WHAT IS REQUIRED: Reproduce each of the entries below word for word. Leave out the pictures.

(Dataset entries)
--------------------
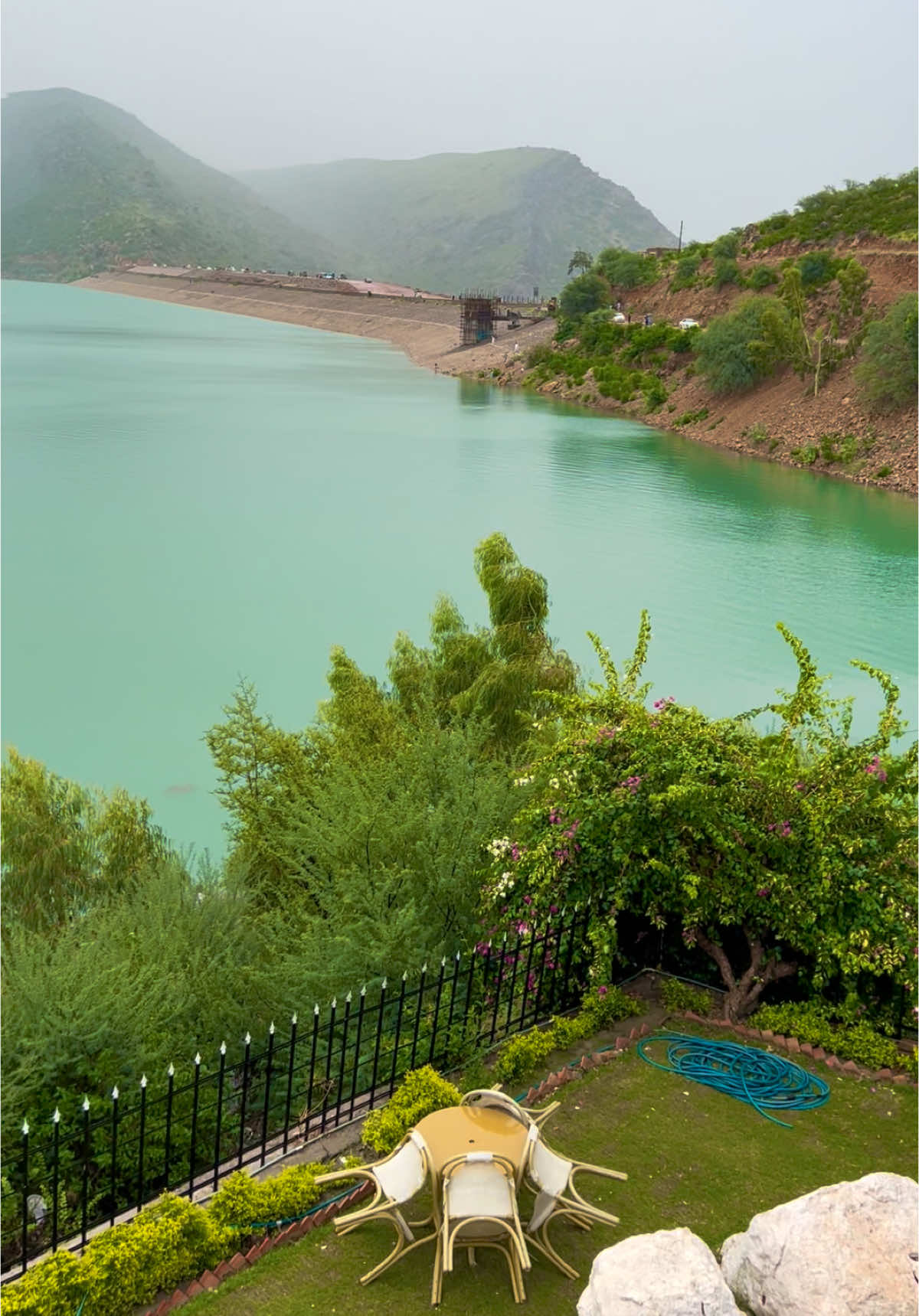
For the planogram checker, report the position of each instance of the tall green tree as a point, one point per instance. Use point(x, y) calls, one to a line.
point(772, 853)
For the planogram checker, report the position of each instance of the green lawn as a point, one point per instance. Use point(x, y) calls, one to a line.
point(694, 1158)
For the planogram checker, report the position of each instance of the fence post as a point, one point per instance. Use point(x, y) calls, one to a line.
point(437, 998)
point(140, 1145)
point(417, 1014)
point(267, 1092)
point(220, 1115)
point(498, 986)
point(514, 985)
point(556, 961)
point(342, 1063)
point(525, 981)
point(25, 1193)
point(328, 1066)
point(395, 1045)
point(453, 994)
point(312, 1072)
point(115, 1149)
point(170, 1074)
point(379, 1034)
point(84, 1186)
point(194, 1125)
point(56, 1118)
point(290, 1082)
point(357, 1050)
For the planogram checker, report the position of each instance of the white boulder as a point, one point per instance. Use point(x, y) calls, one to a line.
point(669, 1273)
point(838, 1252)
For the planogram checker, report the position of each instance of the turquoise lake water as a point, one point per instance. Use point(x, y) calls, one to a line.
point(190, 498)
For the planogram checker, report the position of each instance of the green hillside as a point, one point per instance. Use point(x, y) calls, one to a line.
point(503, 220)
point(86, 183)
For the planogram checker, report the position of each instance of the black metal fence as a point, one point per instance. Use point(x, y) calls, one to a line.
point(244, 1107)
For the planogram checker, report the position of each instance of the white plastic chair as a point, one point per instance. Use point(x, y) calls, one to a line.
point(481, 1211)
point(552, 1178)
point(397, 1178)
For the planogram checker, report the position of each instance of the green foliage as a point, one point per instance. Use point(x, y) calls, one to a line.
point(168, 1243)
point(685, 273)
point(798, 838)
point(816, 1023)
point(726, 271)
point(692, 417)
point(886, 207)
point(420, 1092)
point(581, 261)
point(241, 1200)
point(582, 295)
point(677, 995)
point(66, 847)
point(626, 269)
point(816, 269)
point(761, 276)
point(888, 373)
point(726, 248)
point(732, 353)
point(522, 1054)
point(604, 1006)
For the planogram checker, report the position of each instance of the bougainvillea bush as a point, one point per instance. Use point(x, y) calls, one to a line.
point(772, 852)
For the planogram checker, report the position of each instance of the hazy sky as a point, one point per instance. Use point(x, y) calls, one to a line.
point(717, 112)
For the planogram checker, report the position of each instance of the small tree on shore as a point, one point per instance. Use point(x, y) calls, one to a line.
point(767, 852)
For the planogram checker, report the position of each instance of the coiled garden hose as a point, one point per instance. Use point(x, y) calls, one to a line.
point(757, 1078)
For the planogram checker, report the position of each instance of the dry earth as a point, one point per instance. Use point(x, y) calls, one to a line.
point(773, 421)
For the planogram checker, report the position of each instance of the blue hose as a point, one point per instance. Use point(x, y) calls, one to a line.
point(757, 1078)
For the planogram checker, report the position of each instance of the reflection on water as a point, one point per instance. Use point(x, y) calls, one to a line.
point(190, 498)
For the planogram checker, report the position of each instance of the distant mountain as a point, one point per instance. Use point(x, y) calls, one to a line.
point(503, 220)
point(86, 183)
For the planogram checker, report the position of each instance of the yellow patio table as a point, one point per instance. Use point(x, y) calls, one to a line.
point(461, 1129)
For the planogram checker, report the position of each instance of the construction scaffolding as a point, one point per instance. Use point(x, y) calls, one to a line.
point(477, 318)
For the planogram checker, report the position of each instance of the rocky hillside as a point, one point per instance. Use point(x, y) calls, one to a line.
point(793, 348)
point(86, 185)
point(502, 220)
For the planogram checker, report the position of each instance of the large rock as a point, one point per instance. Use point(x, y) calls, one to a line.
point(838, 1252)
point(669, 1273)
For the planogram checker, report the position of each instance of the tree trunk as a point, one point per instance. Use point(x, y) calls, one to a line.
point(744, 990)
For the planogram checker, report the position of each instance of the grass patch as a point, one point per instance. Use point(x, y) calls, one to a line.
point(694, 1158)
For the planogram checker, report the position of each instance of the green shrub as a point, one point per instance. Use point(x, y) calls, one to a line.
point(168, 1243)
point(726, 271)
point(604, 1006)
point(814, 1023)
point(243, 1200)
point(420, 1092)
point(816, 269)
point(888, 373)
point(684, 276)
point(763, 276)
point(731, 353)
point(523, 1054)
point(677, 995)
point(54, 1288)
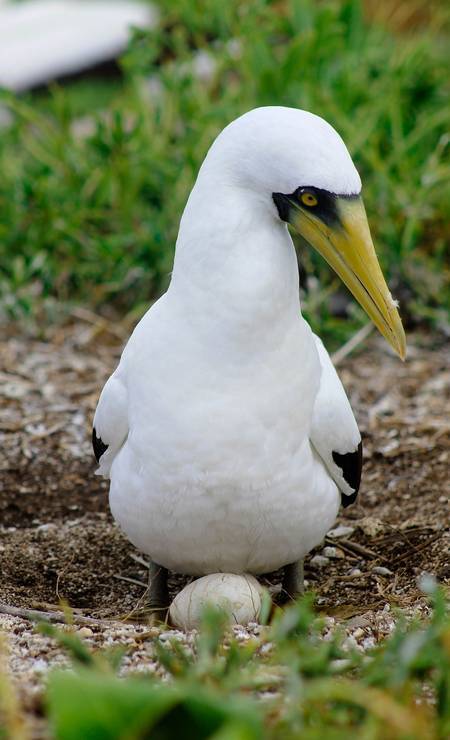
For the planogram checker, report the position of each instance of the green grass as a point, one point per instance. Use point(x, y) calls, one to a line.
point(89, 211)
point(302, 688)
--------------------
OUTPUT OF THE TASK:
For the planogram checker, report the position of each instance of the tall green tree as a point, one point per instance. Use point(x, y) calls, one to a line.
point(772, 853)
For the planogram checker, report the position of each instance of the green lawn as a point, one point per instance. Use point(x, y) calls, one to a line.
point(694, 1158)
For the planogram checker, report the position of each instance of the fence post as a point, one point per instance. Use point(x, y) calls, one to a line.
point(437, 998)
point(140, 1145)
point(417, 1014)
point(267, 1092)
point(220, 1115)
point(498, 986)
point(514, 985)
point(556, 961)
point(342, 1063)
point(525, 981)
point(25, 1193)
point(328, 1066)
point(395, 1045)
point(453, 994)
point(312, 1072)
point(115, 1149)
point(170, 1074)
point(379, 1034)
point(84, 1186)
point(194, 1125)
point(56, 1118)
point(290, 1082)
point(357, 1050)
For the planogram checker, report the position of each instance of the white boulder as a point, one point per instance. Use point(x, y) calls, one to a line.
point(669, 1273)
point(838, 1252)
For the planogram checker, report the position of each instance of the turquoise lake water as a point, one point per instance. Use point(x, y) calls, one to a line.
point(190, 498)
For the planogram checker, report the position of each instance of the green hillside as a point, one point per instance. Use point(x, y) calls, one to a line.
point(503, 220)
point(86, 183)
For the planogram checker, report the position of each instance of the black metal fence as a point, one point per instance. Use point(x, y) calls, one to a line.
point(244, 1107)
For the planogram checker, report the position of each instance of the white plastic chair as a point, one point per instance. Use point(x, y) calls, one to a line.
point(481, 1211)
point(552, 1178)
point(397, 1178)
For the planogram checker, report the position of each instance of the green foliage as a point, one point per instance. Use point(x, y) calls, one to a line.
point(168, 1243)
point(685, 273)
point(798, 838)
point(816, 1023)
point(726, 271)
point(692, 417)
point(886, 207)
point(420, 1092)
point(581, 261)
point(241, 1200)
point(582, 295)
point(677, 995)
point(66, 847)
point(626, 269)
point(816, 269)
point(761, 276)
point(888, 373)
point(726, 248)
point(732, 353)
point(522, 1054)
point(604, 1006)
For the planogram checker, report the position of each instance of the bougainvillea bush as a point, one point per instance. Use point(x, y) calls, one to a line.
point(772, 852)
For the planogram checker, report the position of each instance of the hazy sky as a point, one point per instance. Use point(x, y) calls, one to a line.
point(717, 112)
For the planogram checker, report the position of each instance of the small tree on shore as a point, one point per instance. Use point(x, y) calls, one to a line.
point(767, 852)
For the planogram checker, report the position of each instance of the coiled garden hose as a point, one point per instance. Use point(x, y) calls, one to a line.
point(757, 1078)
For the planogram checker, report the position of each instance of the dry earth as a point, one point per instance. Use point(x, y) calls, one to a line.
point(773, 421)
For the planogram checker, report the position of each instance of the blue hose as a point, one point per instance. Use point(x, y) calls, one to a line.
point(757, 1078)
For the planogram checker, report the position of each instance of the reflection on water as a point, one point per instance. Use point(x, y) calls, one to a line.
point(190, 498)
For the planogram checker, report the position of each instance of the distant mountain as a point, one point per instance. Use point(x, y) calls, one to a line.
point(503, 220)
point(86, 183)
For the planogram checker, report the position of each instance of the yellow patio table as a point, one point per instance. Use point(x, y) calls, one to a line.
point(461, 1129)
For the planogram checker, report the position of each instance of the construction scaffolding as a point, one point per instance. Use point(x, y) calls, one to a line.
point(477, 318)
For the planogram checker, report the position of each instance of the rocky hillside as a point, one point per instance. Use point(x, y) calls, one to a line.
point(793, 348)
point(86, 185)
point(502, 220)
For the planogram checker, report the position of each instance of the large rock as a point, one point per instance. Use point(x, y) calls, one to a line.
point(838, 1252)
point(669, 1273)
For the planogram checker, report the position of each instance of the tree trunk as a point, one point per instance. Use point(x, y) calls, one to a line.
point(744, 990)
For the planogram checker, report the position of each instance of the grass patch as a point, one point per instance. Use point(x, y) calls, one to a line.
point(694, 1158)
For the planogram checker, report the position of each instance of the green shrub as a point, one point per instance. Use point(x, y) calls, one to a line.
point(168, 1243)
point(726, 271)
point(604, 1006)
point(814, 1023)
point(243, 1200)
point(420, 1092)
point(816, 269)
point(888, 373)
point(684, 276)
point(763, 276)
point(731, 353)
point(523, 1054)
point(677, 995)
point(54, 1288)
For the planogram checker, report the position of each instance of the green grass as a point, one point per instance. Use point(x, y) calls, one to a line.
point(89, 211)
point(302, 688)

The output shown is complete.